* [Stated task 1]:
In the 3D printing troubleshooting newsletter, by how much should print speed be reduced to stop layer shifting?
* [Stated task 2]:
Continue the 3D printing troubleshooting newsletter from the point where it stops.

* [Excerpted passage]:
Troubleshooting Common 3D Printing Issues: A Maker’s Guide to Flawless Prints
Brick by Brick Bulletin – Issue #9
Hey makers,
We’ve all been there—spending hours designing and slicing a model, only to have the print come out warped, stringy, or completely fail halfway through. It’s frustrating, but every failed print is a learning opportunity.
This week, I’m diving into the most common 3D printing problems and how to fix them, so you can spend less time troubleshooting and more time printing awesome stuff. Let’s get into it!
🔹 Issue #1: Layer Shifting (Your Print Looks Like the Leaning Tower of Pisa)
What It Looks Like:
Your print starts normal, but suddenly, the layers shift sideways, creating a misaligned, stair-step effect.
🛠 Fixes:
✔ Check Belt Tension – Loose belts cause skipped steps; tighten them to ensure smooth movement.
✔ Slow Down Print Speed – Fast movements can overwhelm motors, causing shifting. Reduce speed by 10-20mm/s.
✔ Check for Obstructions – Make sure no wires or debris are blocking the printer’s axis movements.

* [Record list]:

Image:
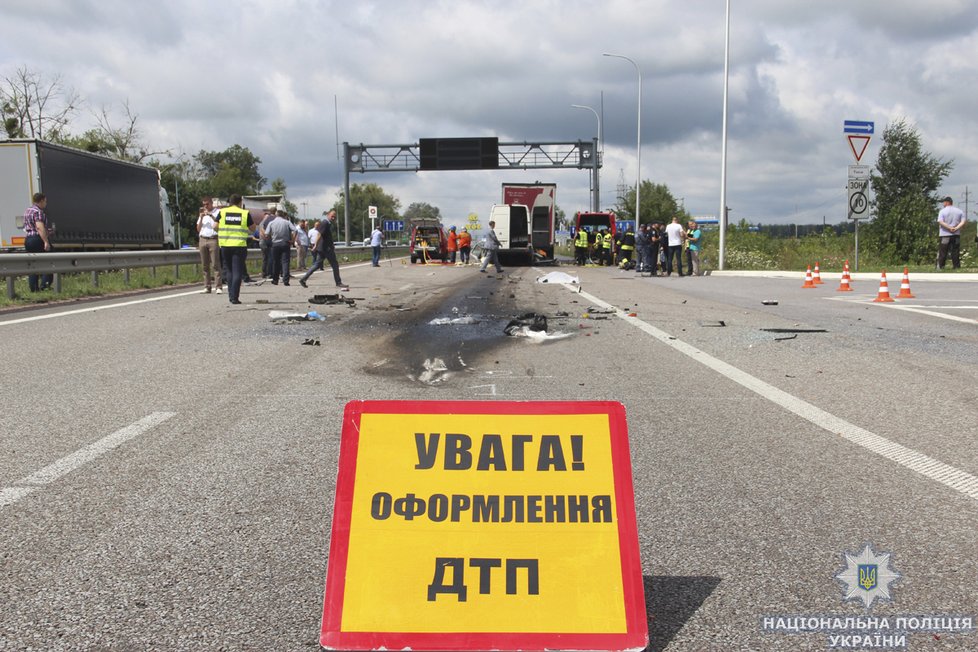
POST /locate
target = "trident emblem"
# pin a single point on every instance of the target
(867, 576)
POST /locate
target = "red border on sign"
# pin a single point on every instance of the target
(636, 634)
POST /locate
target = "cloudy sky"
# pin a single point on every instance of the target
(207, 74)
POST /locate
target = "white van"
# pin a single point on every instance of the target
(513, 230)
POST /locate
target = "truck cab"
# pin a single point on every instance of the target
(428, 241)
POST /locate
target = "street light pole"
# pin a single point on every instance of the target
(638, 184)
(595, 196)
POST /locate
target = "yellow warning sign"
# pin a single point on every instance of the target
(512, 523)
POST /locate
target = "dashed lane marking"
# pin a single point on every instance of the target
(930, 311)
(69, 463)
(65, 313)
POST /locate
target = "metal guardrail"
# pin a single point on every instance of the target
(56, 262)
(14, 265)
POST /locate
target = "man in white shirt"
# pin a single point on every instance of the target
(376, 241)
(674, 246)
(210, 252)
(950, 220)
(301, 244)
(314, 236)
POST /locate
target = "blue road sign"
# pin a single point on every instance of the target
(857, 127)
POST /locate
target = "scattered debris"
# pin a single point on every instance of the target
(433, 371)
(286, 316)
(559, 277)
(533, 327)
(331, 299)
(459, 321)
(530, 320)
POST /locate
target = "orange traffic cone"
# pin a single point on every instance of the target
(905, 286)
(844, 284)
(808, 280)
(884, 294)
(816, 277)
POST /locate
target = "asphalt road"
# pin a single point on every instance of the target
(168, 461)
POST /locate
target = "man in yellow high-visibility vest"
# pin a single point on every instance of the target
(234, 225)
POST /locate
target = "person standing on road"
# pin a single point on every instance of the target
(580, 246)
(314, 235)
(37, 238)
(301, 245)
(464, 246)
(693, 248)
(281, 234)
(452, 245)
(950, 220)
(325, 250)
(376, 242)
(234, 224)
(642, 245)
(265, 244)
(655, 243)
(210, 253)
(492, 250)
(674, 247)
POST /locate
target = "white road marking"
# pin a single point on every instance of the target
(921, 309)
(24, 320)
(69, 463)
(952, 477)
(930, 313)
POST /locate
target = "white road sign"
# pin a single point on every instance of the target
(859, 171)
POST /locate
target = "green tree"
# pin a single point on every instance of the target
(35, 106)
(905, 184)
(658, 204)
(421, 210)
(361, 197)
(235, 170)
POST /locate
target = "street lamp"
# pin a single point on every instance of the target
(638, 184)
(595, 196)
(723, 146)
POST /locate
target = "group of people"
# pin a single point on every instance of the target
(224, 234)
(654, 247)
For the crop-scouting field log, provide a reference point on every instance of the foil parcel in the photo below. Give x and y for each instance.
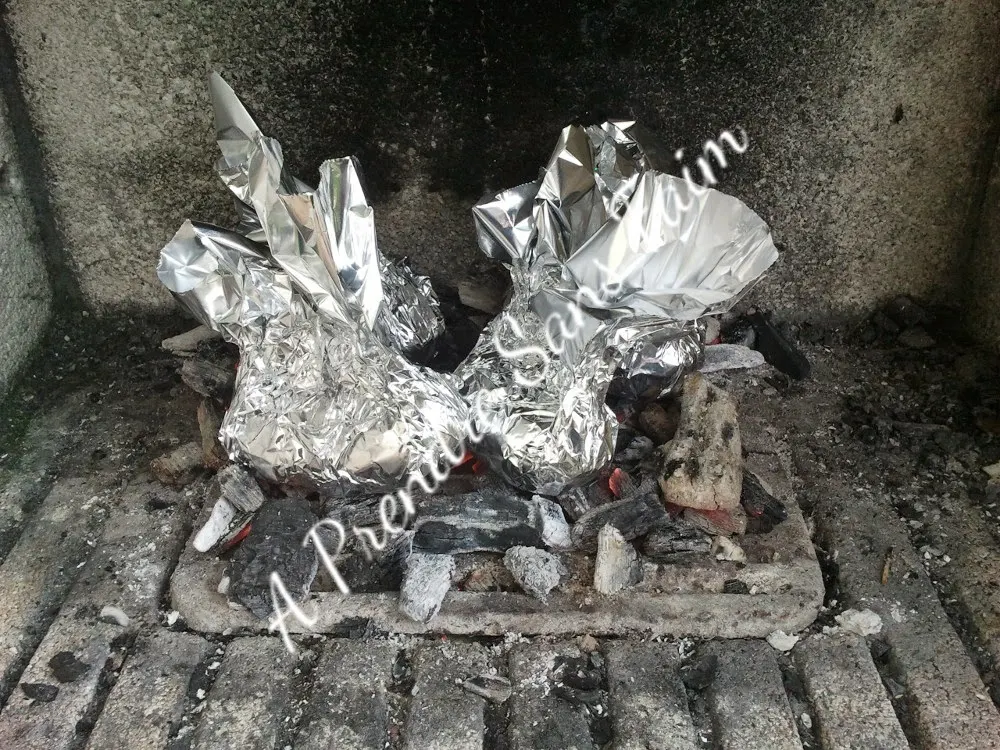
(612, 263)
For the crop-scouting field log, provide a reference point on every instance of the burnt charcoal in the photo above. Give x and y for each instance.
(634, 450)
(179, 467)
(906, 313)
(493, 519)
(778, 350)
(718, 522)
(627, 395)
(739, 331)
(659, 424)
(274, 545)
(723, 357)
(66, 667)
(702, 466)
(735, 586)
(209, 379)
(209, 421)
(671, 538)
(576, 501)
(764, 511)
(39, 691)
(493, 688)
(632, 517)
(617, 565)
(536, 571)
(577, 697)
(698, 673)
(426, 583)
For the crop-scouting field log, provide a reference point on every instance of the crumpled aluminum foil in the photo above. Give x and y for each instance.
(612, 264)
(324, 239)
(318, 402)
(324, 396)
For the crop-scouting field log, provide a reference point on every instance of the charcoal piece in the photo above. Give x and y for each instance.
(480, 572)
(659, 423)
(535, 570)
(493, 688)
(179, 467)
(723, 357)
(906, 313)
(493, 519)
(633, 518)
(698, 673)
(779, 352)
(209, 421)
(739, 331)
(274, 545)
(575, 501)
(39, 691)
(634, 450)
(703, 465)
(425, 584)
(240, 497)
(718, 522)
(617, 564)
(66, 667)
(672, 538)
(764, 511)
(735, 586)
(209, 379)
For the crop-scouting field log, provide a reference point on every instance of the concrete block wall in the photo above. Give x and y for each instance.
(867, 121)
(25, 295)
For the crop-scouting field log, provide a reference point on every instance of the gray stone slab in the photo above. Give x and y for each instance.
(680, 600)
(850, 705)
(249, 702)
(146, 703)
(40, 569)
(747, 699)
(127, 571)
(946, 698)
(444, 716)
(538, 718)
(348, 708)
(25, 294)
(649, 705)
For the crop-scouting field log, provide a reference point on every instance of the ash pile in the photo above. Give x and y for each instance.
(371, 435)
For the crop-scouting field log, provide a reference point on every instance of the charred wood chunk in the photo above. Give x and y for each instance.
(703, 465)
(536, 571)
(660, 423)
(674, 538)
(209, 379)
(777, 349)
(427, 580)
(617, 565)
(209, 422)
(274, 545)
(764, 511)
(632, 517)
(718, 522)
(493, 519)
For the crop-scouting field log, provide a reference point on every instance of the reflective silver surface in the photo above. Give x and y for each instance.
(612, 264)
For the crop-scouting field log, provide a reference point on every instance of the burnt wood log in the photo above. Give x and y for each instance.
(209, 379)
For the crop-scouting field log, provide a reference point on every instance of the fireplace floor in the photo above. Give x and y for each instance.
(88, 538)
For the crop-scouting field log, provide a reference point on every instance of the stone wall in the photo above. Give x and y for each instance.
(25, 296)
(867, 120)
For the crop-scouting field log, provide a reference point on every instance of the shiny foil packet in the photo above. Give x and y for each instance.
(612, 264)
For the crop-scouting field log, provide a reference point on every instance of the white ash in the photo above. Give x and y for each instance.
(535, 570)
(617, 565)
(863, 622)
(425, 584)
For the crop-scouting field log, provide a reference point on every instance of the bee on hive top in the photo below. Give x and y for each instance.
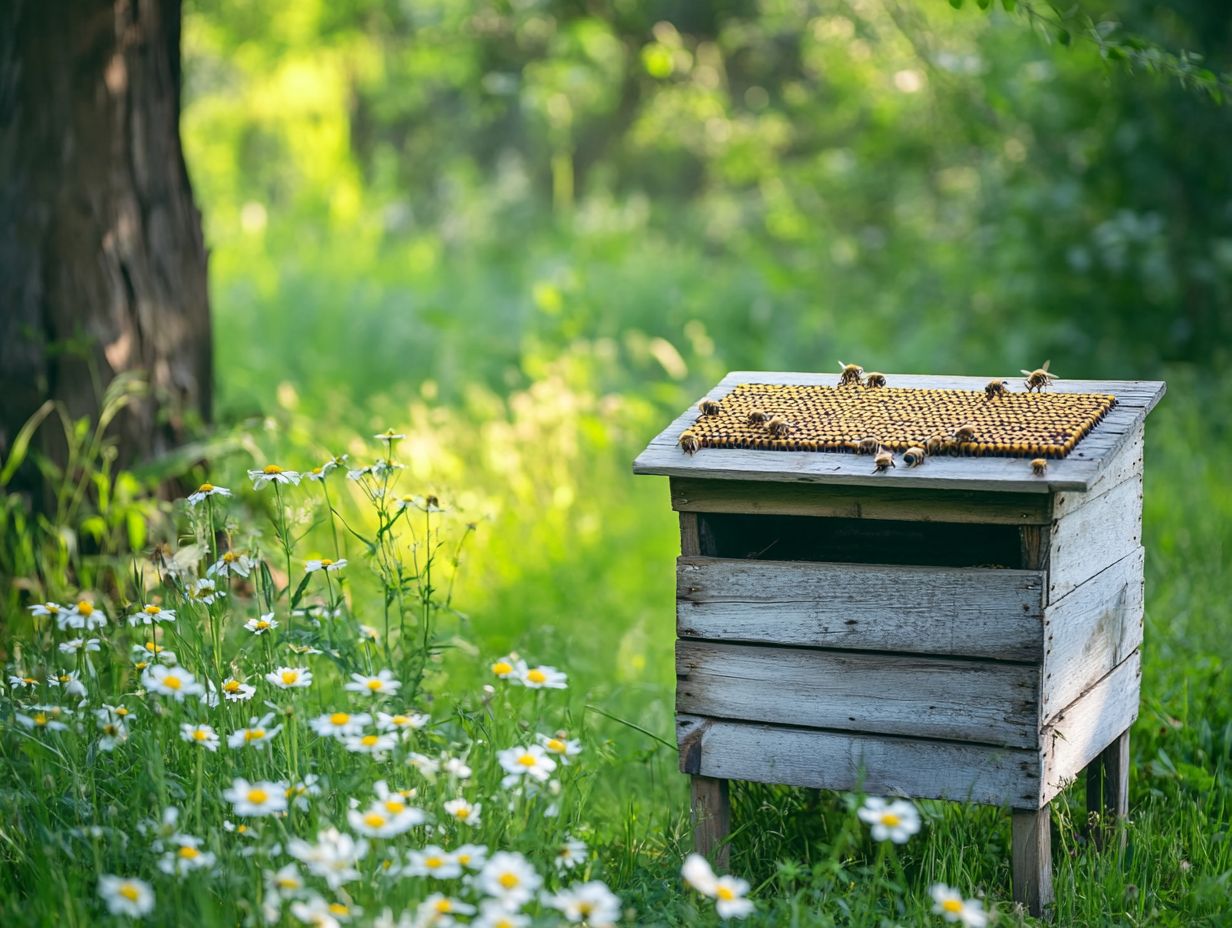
(779, 427)
(851, 374)
(996, 388)
(1039, 378)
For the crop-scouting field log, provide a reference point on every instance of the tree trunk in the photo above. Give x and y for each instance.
(102, 265)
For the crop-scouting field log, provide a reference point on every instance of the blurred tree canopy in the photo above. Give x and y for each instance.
(956, 179)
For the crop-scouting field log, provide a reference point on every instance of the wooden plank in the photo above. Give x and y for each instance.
(1076, 472)
(847, 761)
(1090, 631)
(928, 610)
(1031, 859)
(891, 694)
(1095, 535)
(1081, 732)
(901, 503)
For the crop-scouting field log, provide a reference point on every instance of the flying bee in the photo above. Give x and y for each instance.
(850, 374)
(996, 388)
(779, 427)
(1039, 378)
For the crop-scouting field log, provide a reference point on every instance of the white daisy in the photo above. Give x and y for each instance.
(256, 799)
(126, 895)
(896, 821)
(171, 682)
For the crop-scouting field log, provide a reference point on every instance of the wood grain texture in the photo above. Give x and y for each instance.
(1090, 631)
(829, 500)
(1081, 732)
(847, 761)
(1094, 536)
(890, 694)
(967, 611)
(1076, 472)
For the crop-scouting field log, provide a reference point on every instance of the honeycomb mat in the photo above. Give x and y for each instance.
(824, 418)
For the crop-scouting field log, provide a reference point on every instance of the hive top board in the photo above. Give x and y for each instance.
(1077, 424)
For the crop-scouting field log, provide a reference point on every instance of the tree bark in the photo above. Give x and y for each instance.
(102, 264)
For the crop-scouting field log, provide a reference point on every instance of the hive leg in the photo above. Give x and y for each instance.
(712, 818)
(1031, 858)
(1108, 789)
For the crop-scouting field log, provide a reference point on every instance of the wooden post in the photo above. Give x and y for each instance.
(1108, 789)
(712, 818)
(1031, 857)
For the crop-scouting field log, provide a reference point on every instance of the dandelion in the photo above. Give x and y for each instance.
(185, 857)
(530, 762)
(256, 799)
(207, 489)
(150, 614)
(339, 725)
(272, 473)
(171, 682)
(380, 685)
(950, 905)
(465, 812)
(896, 821)
(290, 678)
(256, 735)
(509, 878)
(259, 626)
(200, 735)
(433, 862)
(590, 902)
(126, 895)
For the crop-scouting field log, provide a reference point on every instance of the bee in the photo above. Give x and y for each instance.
(913, 456)
(1039, 378)
(779, 427)
(851, 374)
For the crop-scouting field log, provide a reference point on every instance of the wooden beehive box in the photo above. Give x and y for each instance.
(962, 630)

* [Task answer 1]:
By 10-20mm/s.

* [Task answer 2]:
✔ Secure the Printer Frame – If your printer wobbles, layer shifts are more likely—tighten frame screws!
🔹 Issue #2: Stringing & Oozing (Your Print Looks Like a Spider Nest)
What It Looks Like:
Thin, wispy filament strands appear between parts of your print, like spiderwebs.
🛠 Fixes:
✔ Increase Retraction Distance & Speed – This pulls filament back before moving to a new location, reducing stringing.
✔ Lower the Print Temperature – If filament is too hot, it dribbles out between moves. Try lowering by 5-10°C.
✔ Enable Combing Mode – In Cura or PrusaSlicer, this setting makes the nozzle move inside the print instead of across gaps.
✔ Use a Retraction Test Print – Calibrate retraction settings before printing complex models.
🔹 Issue #3: Warping & Curling (Your Print Peels Off the Bed)
What It Looks Like:
The edges of your print lift off the bed, causing curled, deformed parts.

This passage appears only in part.